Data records

Content starts

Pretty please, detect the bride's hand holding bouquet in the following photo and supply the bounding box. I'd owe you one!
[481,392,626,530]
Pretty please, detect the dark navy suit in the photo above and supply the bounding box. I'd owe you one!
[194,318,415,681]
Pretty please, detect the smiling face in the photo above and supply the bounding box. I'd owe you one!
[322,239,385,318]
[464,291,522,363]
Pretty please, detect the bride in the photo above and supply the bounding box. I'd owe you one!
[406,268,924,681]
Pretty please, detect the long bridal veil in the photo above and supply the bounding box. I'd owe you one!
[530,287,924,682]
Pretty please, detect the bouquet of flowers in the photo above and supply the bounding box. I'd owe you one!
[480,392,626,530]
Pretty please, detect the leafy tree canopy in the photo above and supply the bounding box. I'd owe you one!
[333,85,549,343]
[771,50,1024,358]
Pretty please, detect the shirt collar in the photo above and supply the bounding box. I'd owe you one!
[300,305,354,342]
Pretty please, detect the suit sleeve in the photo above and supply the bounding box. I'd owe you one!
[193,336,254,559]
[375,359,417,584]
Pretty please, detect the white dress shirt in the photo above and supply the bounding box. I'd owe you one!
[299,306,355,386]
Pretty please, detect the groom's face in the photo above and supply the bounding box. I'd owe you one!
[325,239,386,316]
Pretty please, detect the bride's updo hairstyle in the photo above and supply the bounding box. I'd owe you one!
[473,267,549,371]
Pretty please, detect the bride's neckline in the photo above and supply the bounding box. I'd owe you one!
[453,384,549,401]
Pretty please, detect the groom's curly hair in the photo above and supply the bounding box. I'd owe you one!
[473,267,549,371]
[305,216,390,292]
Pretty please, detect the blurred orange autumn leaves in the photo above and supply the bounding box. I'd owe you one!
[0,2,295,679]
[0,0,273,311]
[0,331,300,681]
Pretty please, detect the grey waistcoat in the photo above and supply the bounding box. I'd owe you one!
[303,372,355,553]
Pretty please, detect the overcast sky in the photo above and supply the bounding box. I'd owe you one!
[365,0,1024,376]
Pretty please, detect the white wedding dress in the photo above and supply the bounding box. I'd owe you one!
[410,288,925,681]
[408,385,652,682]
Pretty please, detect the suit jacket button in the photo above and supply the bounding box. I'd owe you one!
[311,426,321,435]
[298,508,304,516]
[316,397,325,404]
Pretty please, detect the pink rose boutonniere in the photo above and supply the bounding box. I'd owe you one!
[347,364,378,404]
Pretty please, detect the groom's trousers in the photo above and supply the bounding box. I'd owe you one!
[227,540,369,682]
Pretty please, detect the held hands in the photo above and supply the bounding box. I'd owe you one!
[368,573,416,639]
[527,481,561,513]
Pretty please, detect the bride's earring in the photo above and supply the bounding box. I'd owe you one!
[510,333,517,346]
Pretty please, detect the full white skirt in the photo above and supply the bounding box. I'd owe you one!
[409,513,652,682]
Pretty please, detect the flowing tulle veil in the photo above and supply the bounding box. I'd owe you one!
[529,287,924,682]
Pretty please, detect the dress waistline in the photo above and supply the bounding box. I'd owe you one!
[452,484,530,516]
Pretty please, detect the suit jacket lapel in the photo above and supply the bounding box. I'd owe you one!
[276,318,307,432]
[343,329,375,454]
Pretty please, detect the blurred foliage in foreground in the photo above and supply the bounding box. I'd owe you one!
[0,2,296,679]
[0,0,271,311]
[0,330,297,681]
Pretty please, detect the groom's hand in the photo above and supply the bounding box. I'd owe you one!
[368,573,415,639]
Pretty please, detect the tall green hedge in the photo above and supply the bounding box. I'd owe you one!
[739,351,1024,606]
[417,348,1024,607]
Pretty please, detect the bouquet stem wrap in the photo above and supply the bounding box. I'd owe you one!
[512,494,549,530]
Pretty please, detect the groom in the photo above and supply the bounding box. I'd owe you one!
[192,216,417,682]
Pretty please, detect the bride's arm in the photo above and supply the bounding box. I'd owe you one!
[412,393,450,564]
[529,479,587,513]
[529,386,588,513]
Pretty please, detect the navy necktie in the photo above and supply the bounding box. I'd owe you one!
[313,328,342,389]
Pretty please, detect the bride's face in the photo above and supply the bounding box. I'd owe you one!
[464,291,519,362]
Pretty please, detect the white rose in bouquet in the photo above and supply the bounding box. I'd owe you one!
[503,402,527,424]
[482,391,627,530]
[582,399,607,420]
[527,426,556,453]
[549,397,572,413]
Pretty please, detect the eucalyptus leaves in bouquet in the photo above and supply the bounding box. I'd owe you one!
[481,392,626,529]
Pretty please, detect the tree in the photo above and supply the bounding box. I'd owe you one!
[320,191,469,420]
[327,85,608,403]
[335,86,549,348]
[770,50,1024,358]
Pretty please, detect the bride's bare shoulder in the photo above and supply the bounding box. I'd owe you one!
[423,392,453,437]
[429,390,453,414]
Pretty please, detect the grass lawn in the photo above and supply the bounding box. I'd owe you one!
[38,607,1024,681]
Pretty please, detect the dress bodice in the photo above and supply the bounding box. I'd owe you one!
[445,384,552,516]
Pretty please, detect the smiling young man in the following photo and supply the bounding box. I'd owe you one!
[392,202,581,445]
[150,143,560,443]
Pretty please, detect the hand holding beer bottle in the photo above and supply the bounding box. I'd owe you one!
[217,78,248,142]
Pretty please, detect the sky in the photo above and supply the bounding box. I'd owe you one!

Content ends

*TASK STATEMENT:* Copy the data above. Keep each line exact.

*EXERCISE ANSWER:*
Pretty please, detect the bride's hand holding bouquet in the following photo and supply the bounding box. I'd owe you one!
[481,392,626,530]
Pretty please, detect the dark navy suit in the photo above and supply the bounding box. I'd owe you one!
[194,318,415,681]
Pretty please, detect the smiling face in the photo above and supply the bounding box. I'd owe you one!
[322,239,385,318]
[464,291,522,363]
Pretty please, detect the bride in the photo above and supply the bounding box. I'd owe you one!
[406,268,924,681]
Pretty please, detect the long bridal veil in the photo above and supply the bounding box. I'd owe you one!
[530,287,924,682]
Pretty please, detect the bouquet of flowers in the photo above and supply the bounding box. I'd owe you one!
[480,392,626,530]
Pretty please, detect the leafy tree canopy in the photo above and supply the bounding box. I'd owe you one!
[333,85,549,343]
[771,50,1024,358]
Pretty please, detect the shirt collar in the photo above and supply the bounding box. I'd owe you one!
[300,305,354,342]
Pretty please, detect the suit sleeve in the photo above and supply the bounding box. I'd owe you one!
[193,336,254,559]
[375,359,417,584]
Pretty please, detect the white dress shirt in the photo above and supply the bounding box. I'd owe you one!
[299,306,355,386]
Pretty please, detect the groom's face in the photo above and supply the bounding box. I'd owe you one!
[325,239,386,316]
Pretty please, detect the bride's updo hairstyle in the photo above and supply the bounding box. I'd owe you one!
[473,267,549,371]
Pretty please, detect the bride's neckline in the photo above and supply the bounding box. I'd owe you one!
[453,384,549,401]
Pretty please, detect the groom's curly hair in the photo above and supply the bounding box. I'd owe you one!
[473,267,549,371]
[305,216,390,292]
Pretty please, detect the blurred orange autumn leaves in the photo above and supply the bounding box. I'd owe you one!
[0,2,295,679]
[0,0,273,311]
[0,331,300,681]
Pretty please, detect the grey waistcoat in the photo above and supply the bounding box. I'd owe you one!
[303,372,355,553]
Pretty please, detect the overcast sky in the photo above and supply the bounding box. I'd owe you one!
[365,0,1024,376]
Pretty please, detect the white wedding dress in the photo above and supply the bounding box. I'd owe you one!
[410,288,925,681]
[408,385,652,682]
Pretty please, detect the suit jacket button in the photo above and supply the bounding box. I'd owe you one!
[311,426,321,435]
[298,508,304,516]
[316,397,325,404]
Pretty please, detect the pink rose boutonniere in the photo above and supply the bounding box. I'd owe you one!
[347,364,378,404]
Pretty please, detect the groom's trousers in the photo above and supply the bounding box. I'd owe you one!
[227,540,369,682]
Pretty please, detect the held hands in the photo above and supply the bounding box. I'd owe you one!
[368,573,416,639]
[527,481,561,513]
Pretty please, detect the bride's earring in the photo above and supply the bounding box. I'd owe you one!
[510,333,517,346]
Pretty please, detect the full white skirt in the photo above and supply the bounding box. I'd owe you one!
[409,513,652,682]
Pretty please, detect the flowing tulle veil in the photo above and supply the bounding box. I'd owe you one!
[529,287,924,682]
Pretty please, detect the dress waistline in the photo above and supply the bounding box. I'd owe you one!
[452,484,530,516]
Pretty please, detect the suit jacket lapel in the photo above and supply the bounding box. I'd owe you one!
[276,318,307,432]
[343,329,375,454]
Pretty please, detect the blurred foliage in foreground in the photo above and supply the bounding box. I'd owe you one!
[0,2,296,679]
[0,0,271,311]
[0,330,297,681]
Pretty please, detect the groom's hand in the photo above and supply the bounding box. I'd owe you one!
[368,573,415,639]
Pretty please, detect the tall green hedge in the photo above and supply the bounding box. I'd owe you one!
[739,351,1024,606]
[417,348,1024,607]
Pretty please, detect the bouquet stem wrap in the photo above and supply the bounding box. I'd owe you one!
[512,494,549,530]
Pretty please, detect the groom in the photo above and supply the bounding box. I'd owe you one!
[192,216,417,682]
Pretty please, detect the bride's arm in the photo above and supply the bounding box. I'd owe you one!
[412,393,450,564]
[529,479,587,513]
[529,386,588,513]
Pretty please, detect the navy necktie in the photo above and supply the bounding box. I'd owe you one!
[313,328,342,389]
Pretty please, detect the bride's face in the photo above and supply the bounding box. I'd owe you one!
[464,291,519,362]
Pretty please, detect the white rose in bouquet in the photo above and supply the bounding box. I'd owe you one!
[503,402,527,424]
[482,391,627,530]
[582,399,607,420]
[527,426,556,453]
[549,397,572,413]
Pretty please, detect the eucalyptus leaves in bouquet in the photo above and supply the bounding box. I'd owe you one!
[481,392,626,529]
Pretty please, detect the tree in the photo above and supply the bounding box. I'd owe you one!
[320,191,469,420]
[327,85,608,403]
[335,86,549,348]
[770,50,1024,358]
Pretty please, detect the bride's bare shoulder in the photo above and supply the bounding box. I'd owe you one!
[423,392,453,437]
[429,390,453,414]
Pretty please, detect the grass lawn in the photo above and supply the bounding box. I'd owe you one!
[38,607,1024,681]
Pretty please, detect the dress bodice in the photo above and supply the bounding box. I'd owe you one!
[445,384,552,516]
Pretty please, detect the smiling young man in the following photo and supply the bounding box. I'd owe you one!
[392,202,581,445]
[150,143,560,443]
Pretty please, detect the hand holding beer bottle in the photo above and supply the bounding box. I'd owe you one!
[217,78,248,142]
Pretty please, detect the sky in the photo above and supply the bounding box. I'd owe you one!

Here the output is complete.